(GIVEN RECORDS Opens)
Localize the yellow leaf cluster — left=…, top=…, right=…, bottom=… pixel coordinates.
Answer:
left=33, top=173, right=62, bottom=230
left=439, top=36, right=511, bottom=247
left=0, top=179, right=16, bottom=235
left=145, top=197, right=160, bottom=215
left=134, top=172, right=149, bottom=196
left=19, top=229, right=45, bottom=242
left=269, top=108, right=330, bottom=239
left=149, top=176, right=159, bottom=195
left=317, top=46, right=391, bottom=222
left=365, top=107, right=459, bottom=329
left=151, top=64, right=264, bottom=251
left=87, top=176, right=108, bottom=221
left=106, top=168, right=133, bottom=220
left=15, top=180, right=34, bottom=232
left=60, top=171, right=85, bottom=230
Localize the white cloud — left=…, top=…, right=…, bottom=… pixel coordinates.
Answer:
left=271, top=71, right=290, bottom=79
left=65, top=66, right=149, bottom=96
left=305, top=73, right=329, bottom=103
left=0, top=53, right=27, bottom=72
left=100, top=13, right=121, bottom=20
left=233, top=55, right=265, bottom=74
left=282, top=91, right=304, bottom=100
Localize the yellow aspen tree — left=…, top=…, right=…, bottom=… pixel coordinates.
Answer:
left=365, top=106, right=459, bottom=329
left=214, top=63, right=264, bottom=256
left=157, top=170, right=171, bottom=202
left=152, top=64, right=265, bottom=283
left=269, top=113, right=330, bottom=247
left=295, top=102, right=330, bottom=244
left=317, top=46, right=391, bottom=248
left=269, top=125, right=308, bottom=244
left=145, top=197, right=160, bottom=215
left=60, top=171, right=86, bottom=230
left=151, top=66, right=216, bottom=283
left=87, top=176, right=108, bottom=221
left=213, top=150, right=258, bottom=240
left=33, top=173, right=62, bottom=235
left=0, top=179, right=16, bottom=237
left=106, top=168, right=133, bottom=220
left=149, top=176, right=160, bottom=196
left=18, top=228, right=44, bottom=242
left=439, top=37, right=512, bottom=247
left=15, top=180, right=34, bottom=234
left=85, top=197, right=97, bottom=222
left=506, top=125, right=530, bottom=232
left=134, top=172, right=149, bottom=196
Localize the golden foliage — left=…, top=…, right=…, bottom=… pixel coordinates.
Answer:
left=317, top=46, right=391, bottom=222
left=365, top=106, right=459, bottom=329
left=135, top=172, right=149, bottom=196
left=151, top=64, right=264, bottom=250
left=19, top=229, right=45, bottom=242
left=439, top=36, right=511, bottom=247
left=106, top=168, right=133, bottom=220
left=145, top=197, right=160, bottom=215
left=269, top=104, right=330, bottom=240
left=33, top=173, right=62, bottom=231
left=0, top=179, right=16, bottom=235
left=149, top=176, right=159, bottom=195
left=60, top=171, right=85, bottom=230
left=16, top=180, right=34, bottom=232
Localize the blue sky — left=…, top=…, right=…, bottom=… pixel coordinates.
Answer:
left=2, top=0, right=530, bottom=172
(GIVEN RECORDS Closes)
▸ WORK INSTRUCTION
The entries above hold a line with "Localize the yellow aspen" and a later line with "Localize the golden". Write out exactly those lines and all lines between, nothing more.

▸ WRITTEN ANSWER
Localize the yellow aspen tree — left=…, top=…, right=…, bottom=… pixel coordinates.
Answer:
left=365, top=106, right=459, bottom=329
left=214, top=63, right=264, bottom=256
left=157, top=170, right=171, bottom=202
left=152, top=64, right=265, bottom=283
left=269, top=113, right=330, bottom=247
left=295, top=102, right=330, bottom=244
left=317, top=46, right=391, bottom=248
left=269, top=125, right=308, bottom=244
left=145, top=197, right=160, bottom=215
left=60, top=171, right=86, bottom=230
left=151, top=66, right=216, bottom=283
left=87, top=176, right=108, bottom=221
left=213, top=150, right=258, bottom=240
left=33, top=173, right=62, bottom=235
left=0, top=179, right=16, bottom=237
left=106, top=168, right=133, bottom=220
left=149, top=176, right=160, bottom=196
left=18, top=228, right=44, bottom=242
left=439, top=37, right=512, bottom=247
left=15, top=180, right=34, bottom=234
left=85, top=197, right=97, bottom=222
left=506, top=125, right=530, bottom=232
left=134, top=172, right=149, bottom=196
Localize the golden foliage — left=…, top=…, right=…, bottom=… pixel coordinates.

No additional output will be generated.